======== Exercise material

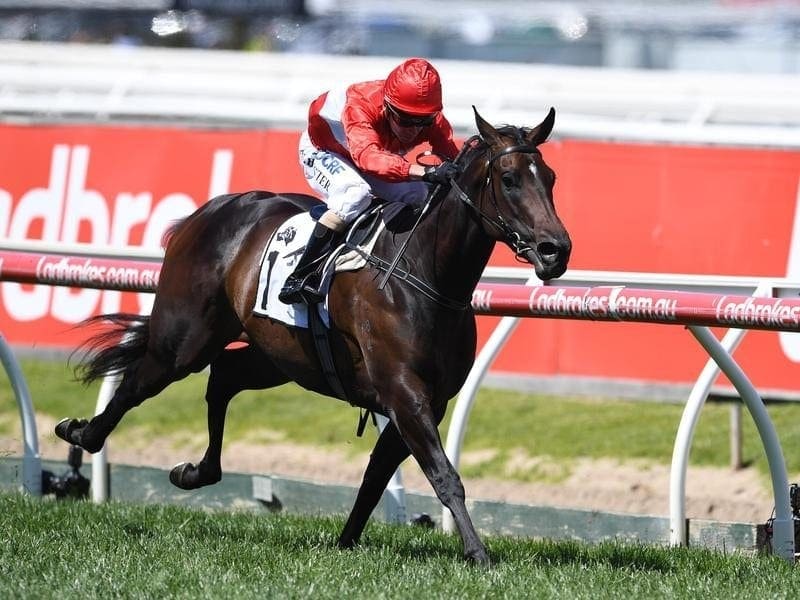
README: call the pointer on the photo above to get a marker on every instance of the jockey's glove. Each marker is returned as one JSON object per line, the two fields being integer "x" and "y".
{"x": 442, "y": 173}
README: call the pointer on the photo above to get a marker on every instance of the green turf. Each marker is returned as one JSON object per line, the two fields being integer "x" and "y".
{"x": 52, "y": 549}
{"x": 503, "y": 424}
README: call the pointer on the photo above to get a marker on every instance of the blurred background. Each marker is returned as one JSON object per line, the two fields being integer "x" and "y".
{"x": 718, "y": 35}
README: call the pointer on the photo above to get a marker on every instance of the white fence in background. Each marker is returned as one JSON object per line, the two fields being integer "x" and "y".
{"x": 71, "y": 82}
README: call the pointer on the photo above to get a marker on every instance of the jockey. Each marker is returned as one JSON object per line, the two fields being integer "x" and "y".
{"x": 354, "y": 148}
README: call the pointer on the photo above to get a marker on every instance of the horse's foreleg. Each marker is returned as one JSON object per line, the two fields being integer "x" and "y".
{"x": 417, "y": 425}
{"x": 231, "y": 372}
{"x": 390, "y": 450}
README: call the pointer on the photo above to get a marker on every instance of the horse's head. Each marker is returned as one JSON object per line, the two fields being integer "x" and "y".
{"x": 517, "y": 196}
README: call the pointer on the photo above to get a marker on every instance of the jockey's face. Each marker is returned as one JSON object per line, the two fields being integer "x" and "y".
{"x": 406, "y": 128}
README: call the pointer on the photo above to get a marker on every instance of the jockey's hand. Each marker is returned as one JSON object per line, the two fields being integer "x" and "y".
{"x": 442, "y": 173}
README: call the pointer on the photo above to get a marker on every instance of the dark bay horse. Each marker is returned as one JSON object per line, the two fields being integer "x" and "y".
{"x": 403, "y": 351}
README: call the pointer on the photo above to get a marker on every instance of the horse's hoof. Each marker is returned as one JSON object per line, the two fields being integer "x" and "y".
{"x": 478, "y": 557}
{"x": 181, "y": 476}
{"x": 66, "y": 428}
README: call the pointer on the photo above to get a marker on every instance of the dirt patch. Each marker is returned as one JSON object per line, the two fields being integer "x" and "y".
{"x": 638, "y": 488}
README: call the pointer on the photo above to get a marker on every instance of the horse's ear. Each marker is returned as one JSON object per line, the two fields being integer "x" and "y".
{"x": 488, "y": 133}
{"x": 540, "y": 133}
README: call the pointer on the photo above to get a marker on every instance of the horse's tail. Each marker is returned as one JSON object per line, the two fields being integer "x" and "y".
{"x": 113, "y": 349}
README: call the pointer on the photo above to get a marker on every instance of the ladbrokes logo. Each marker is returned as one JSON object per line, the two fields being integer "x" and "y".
{"x": 65, "y": 206}
{"x": 756, "y": 312}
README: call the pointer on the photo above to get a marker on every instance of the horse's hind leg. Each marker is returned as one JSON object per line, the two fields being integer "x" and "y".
{"x": 140, "y": 381}
{"x": 417, "y": 423}
{"x": 231, "y": 372}
{"x": 390, "y": 450}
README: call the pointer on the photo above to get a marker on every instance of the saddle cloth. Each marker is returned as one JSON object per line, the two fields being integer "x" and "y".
{"x": 285, "y": 248}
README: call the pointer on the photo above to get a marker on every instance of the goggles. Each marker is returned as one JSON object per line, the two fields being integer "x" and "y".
{"x": 406, "y": 120}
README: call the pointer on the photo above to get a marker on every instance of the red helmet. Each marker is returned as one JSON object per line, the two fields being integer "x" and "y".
{"x": 414, "y": 87}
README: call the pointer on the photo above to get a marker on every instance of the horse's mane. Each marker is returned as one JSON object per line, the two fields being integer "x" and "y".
{"x": 170, "y": 231}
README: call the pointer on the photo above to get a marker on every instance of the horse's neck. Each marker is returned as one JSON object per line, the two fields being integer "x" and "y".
{"x": 461, "y": 247}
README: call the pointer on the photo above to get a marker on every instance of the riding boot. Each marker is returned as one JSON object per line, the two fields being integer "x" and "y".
{"x": 303, "y": 284}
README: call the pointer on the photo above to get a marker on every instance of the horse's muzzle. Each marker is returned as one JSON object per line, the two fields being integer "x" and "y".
{"x": 550, "y": 258}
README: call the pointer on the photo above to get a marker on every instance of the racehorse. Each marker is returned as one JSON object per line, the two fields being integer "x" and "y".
{"x": 402, "y": 351}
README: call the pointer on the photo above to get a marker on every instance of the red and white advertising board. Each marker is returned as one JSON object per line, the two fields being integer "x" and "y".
{"x": 629, "y": 207}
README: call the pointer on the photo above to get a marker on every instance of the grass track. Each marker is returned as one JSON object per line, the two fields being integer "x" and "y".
{"x": 68, "y": 549}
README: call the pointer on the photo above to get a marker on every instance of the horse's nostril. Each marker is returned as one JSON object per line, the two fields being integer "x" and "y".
{"x": 548, "y": 251}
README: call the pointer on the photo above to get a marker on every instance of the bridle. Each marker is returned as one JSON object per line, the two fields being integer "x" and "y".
{"x": 511, "y": 237}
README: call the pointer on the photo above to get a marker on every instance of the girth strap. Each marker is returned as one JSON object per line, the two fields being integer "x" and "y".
{"x": 322, "y": 343}
{"x": 413, "y": 281}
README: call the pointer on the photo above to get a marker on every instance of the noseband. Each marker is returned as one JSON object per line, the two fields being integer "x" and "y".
{"x": 511, "y": 237}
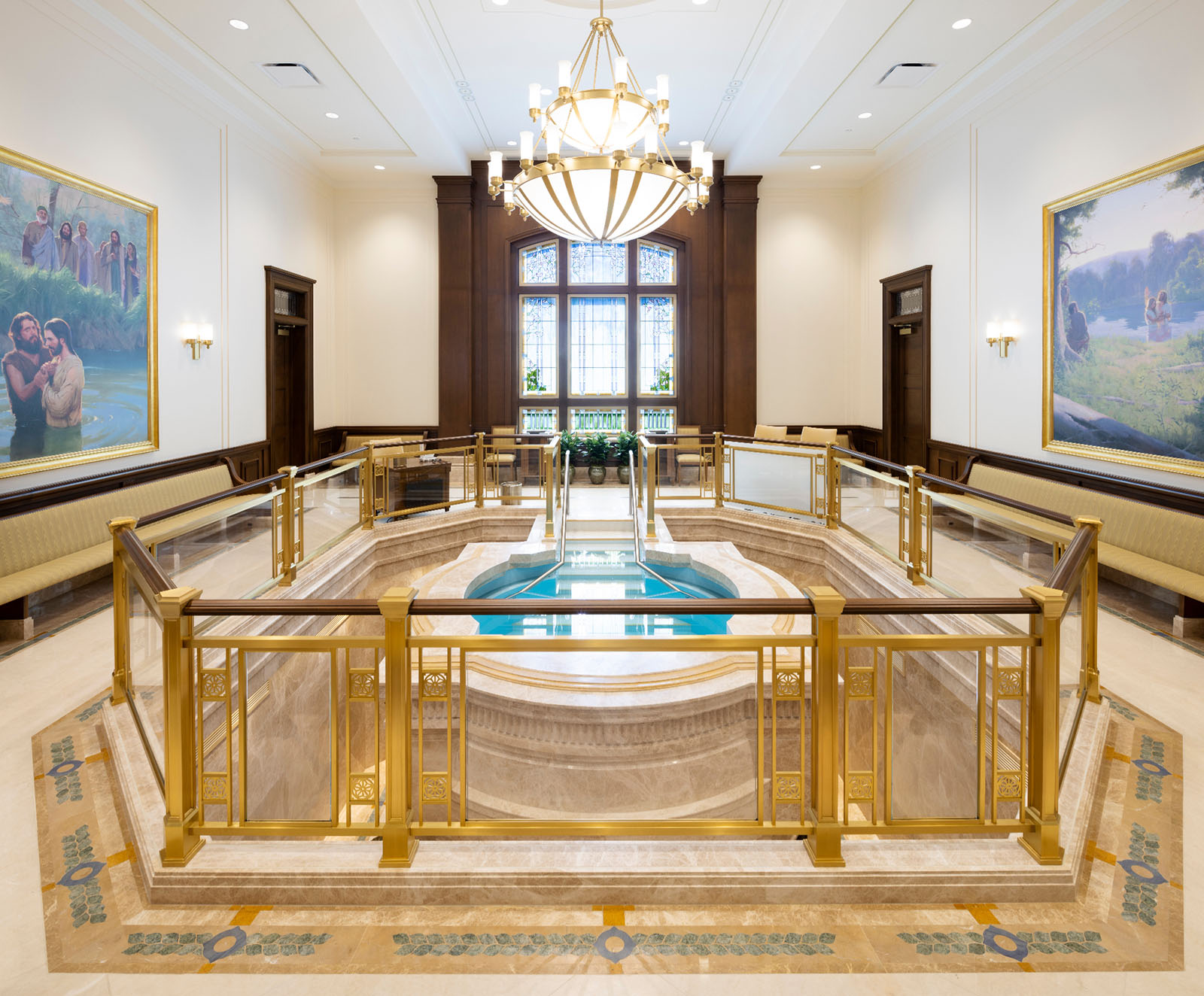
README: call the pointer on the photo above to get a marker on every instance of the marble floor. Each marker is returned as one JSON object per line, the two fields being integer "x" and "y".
{"x": 50, "y": 676}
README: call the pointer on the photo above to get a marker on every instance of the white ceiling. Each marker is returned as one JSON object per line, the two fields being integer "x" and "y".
{"x": 774, "y": 87}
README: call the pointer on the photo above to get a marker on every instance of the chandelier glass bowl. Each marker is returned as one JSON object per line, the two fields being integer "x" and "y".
{"x": 611, "y": 192}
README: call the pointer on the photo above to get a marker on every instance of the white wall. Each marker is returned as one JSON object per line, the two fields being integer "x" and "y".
{"x": 969, "y": 202}
{"x": 229, "y": 204}
{"x": 387, "y": 311}
{"x": 808, "y": 303}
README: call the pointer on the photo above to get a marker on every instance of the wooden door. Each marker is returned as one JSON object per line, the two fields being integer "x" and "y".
{"x": 906, "y": 367}
{"x": 289, "y": 365}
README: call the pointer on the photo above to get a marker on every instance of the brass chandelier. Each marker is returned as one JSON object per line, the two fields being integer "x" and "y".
{"x": 606, "y": 194}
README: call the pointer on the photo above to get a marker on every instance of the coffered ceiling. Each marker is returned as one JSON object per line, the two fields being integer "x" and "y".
{"x": 776, "y": 87}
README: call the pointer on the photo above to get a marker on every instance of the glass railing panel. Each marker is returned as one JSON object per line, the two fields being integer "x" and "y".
{"x": 973, "y": 551}
{"x": 777, "y": 479}
{"x": 305, "y": 722}
{"x": 1069, "y": 667}
{"x": 871, "y": 506}
{"x": 146, "y": 672}
{"x": 933, "y": 736}
{"x": 330, "y": 508}
{"x": 228, "y": 554}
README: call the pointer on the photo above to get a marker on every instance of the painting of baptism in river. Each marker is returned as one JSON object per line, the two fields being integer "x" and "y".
{"x": 76, "y": 319}
{"x": 1125, "y": 323}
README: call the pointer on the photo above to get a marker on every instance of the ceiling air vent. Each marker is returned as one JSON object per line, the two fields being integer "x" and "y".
{"x": 907, "y": 74}
{"x": 290, "y": 74}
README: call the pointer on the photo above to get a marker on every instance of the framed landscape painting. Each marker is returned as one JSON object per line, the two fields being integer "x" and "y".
{"x": 1125, "y": 319}
{"x": 78, "y": 320}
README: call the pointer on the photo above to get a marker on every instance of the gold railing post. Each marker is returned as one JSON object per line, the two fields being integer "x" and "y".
{"x": 367, "y": 489}
{"x": 549, "y": 516}
{"x": 914, "y": 526}
{"x": 719, "y": 471}
{"x": 180, "y": 831}
{"x": 640, "y": 472}
{"x": 824, "y": 845}
{"x": 123, "y": 680}
{"x": 288, "y": 527}
{"x": 397, "y": 846}
{"x": 650, "y": 504}
{"x": 1089, "y": 621}
{"x": 481, "y": 469}
{"x": 1043, "y": 721}
{"x": 831, "y": 489}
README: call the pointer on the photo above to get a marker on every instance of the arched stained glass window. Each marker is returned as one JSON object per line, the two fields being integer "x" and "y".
{"x": 599, "y": 335}
{"x": 537, "y": 263}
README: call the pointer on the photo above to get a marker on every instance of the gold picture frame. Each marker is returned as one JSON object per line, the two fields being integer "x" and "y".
{"x": 1065, "y": 413}
{"x": 99, "y": 317}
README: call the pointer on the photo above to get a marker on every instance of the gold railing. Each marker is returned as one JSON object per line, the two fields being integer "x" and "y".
{"x": 399, "y": 700}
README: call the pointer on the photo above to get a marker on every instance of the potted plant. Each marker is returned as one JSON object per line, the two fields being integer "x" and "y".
{"x": 597, "y": 449}
{"x": 625, "y": 443}
{"x": 570, "y": 447}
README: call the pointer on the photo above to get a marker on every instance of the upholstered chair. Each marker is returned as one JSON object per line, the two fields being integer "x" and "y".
{"x": 505, "y": 453}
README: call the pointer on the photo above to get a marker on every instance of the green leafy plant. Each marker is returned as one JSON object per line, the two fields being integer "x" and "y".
{"x": 662, "y": 378}
{"x": 570, "y": 445}
{"x": 597, "y": 449}
{"x": 625, "y": 443}
{"x": 535, "y": 384}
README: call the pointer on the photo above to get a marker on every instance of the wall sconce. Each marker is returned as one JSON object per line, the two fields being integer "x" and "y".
{"x": 196, "y": 336}
{"x": 1002, "y": 335}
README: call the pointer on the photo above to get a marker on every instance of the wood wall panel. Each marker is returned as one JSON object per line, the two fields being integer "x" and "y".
{"x": 457, "y": 281}
{"x": 740, "y": 305}
{"x": 482, "y": 317}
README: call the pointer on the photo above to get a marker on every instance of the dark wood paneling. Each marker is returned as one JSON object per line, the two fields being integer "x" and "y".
{"x": 740, "y": 305}
{"x": 907, "y": 390}
{"x": 455, "y": 255}
{"x": 479, "y": 313}
{"x": 288, "y": 363}
{"x": 251, "y": 457}
{"x": 955, "y": 457}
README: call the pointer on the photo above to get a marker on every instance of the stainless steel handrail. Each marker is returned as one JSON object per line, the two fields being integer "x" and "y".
{"x": 635, "y": 528}
{"x": 564, "y": 530}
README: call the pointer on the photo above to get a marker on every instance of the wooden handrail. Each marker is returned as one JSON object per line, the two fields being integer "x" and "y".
{"x": 898, "y": 468}
{"x": 330, "y": 460}
{"x": 1001, "y": 500}
{"x": 144, "y": 563}
{"x": 567, "y": 606}
{"x": 160, "y": 516}
{"x": 1069, "y": 564}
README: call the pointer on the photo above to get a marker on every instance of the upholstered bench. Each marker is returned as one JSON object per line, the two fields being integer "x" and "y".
{"x": 409, "y": 445}
{"x": 1160, "y": 546}
{"x": 52, "y": 545}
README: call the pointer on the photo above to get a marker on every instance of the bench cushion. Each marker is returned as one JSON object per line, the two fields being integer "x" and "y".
{"x": 64, "y": 540}
{"x": 1162, "y": 534}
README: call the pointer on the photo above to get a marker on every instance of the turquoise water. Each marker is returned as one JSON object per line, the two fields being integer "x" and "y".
{"x": 600, "y": 574}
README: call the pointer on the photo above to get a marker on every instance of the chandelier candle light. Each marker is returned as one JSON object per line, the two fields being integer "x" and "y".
{"x": 608, "y": 193}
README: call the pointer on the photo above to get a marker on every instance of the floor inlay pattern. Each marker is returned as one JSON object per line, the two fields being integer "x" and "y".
{"x": 1129, "y": 915}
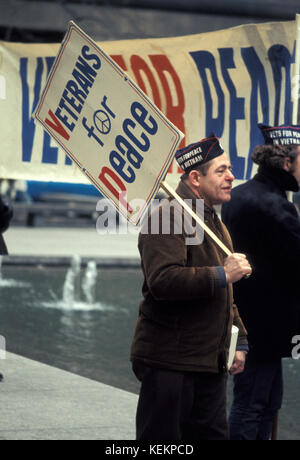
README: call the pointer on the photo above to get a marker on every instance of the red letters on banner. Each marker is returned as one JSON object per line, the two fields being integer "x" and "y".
{"x": 174, "y": 111}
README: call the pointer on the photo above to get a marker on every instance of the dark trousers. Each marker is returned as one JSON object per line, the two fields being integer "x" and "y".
{"x": 257, "y": 396}
{"x": 181, "y": 405}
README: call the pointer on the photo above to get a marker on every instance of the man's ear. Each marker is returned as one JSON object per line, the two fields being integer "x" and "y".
{"x": 287, "y": 164}
{"x": 194, "y": 178}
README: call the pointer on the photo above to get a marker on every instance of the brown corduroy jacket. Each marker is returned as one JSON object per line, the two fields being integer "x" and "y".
{"x": 186, "y": 316}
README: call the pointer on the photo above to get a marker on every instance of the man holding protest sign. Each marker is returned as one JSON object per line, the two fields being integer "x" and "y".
{"x": 266, "y": 226}
{"x": 182, "y": 337}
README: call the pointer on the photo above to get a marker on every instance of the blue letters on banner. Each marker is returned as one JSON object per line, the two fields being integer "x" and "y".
{"x": 280, "y": 60}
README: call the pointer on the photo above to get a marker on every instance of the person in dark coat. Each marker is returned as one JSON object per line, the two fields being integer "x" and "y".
{"x": 181, "y": 342}
{"x": 6, "y": 214}
{"x": 265, "y": 226}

================

# [Exercise instructions]
Convert the rows from the line that contains "of the person" through the end of the rows, inclusive, into a two-column CSV with columns "text" and "answer". Each row becomes one CSV line, with each field quoted and any line breaks inside a field replaced by spaces.

# [Finished answer]
text,answer
"README: call the pointer on the photo above to get a marker on every instance of the person in dark coat. Each marker is returned as one JSON object per line, the two fields being integer ""x"" and ""y"".","{""x"": 181, ""y"": 342} {""x"": 6, ""y"": 214} {""x"": 265, ""y"": 226}"